>> Start EXERCISE MATERIALS

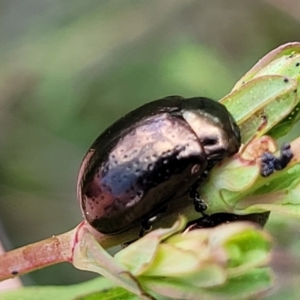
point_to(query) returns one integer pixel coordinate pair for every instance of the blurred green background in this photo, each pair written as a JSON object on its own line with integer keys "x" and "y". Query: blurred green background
{"x": 69, "y": 68}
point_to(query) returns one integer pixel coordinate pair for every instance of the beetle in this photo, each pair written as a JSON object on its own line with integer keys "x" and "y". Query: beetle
{"x": 157, "y": 152}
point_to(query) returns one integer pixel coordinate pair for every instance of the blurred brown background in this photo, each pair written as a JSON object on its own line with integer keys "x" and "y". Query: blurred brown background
{"x": 69, "y": 68}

>> End EXERCISE MATERIALS

-- WHAT IS EXPECTED --
Lay out every line of the records above as a Markdown table with two columns, No. and Line, numbering the rows and skipping blank lines. Leave the pictures out.

-- TASK RESPONSE --
| No. | Line |
|---|---|
| 1 | point_to(query) returns one integer pixel coordinate pair for every instance of the blurred green background in this photo, each pair written as a JSON object on its own line with integer keys "x" and "y". Query: blurred green background |
| 2 | {"x": 69, "y": 68} |
| 3 | point_to(query) returns one integer pixel coordinate pair for every instance of the beetle in this photo, each pair written as a JSON object on its own line with integer keys "x" and "y". Query: beetle |
| 4 | {"x": 157, "y": 152} |
| 5 | point_to(query) returns one integer pixel coordinate pair for every instance of the blurred brown background in this photo, each pair written as a JSON object on its own line with integer keys "x" and "y". Query: blurred brown background |
| 6 | {"x": 69, "y": 68} |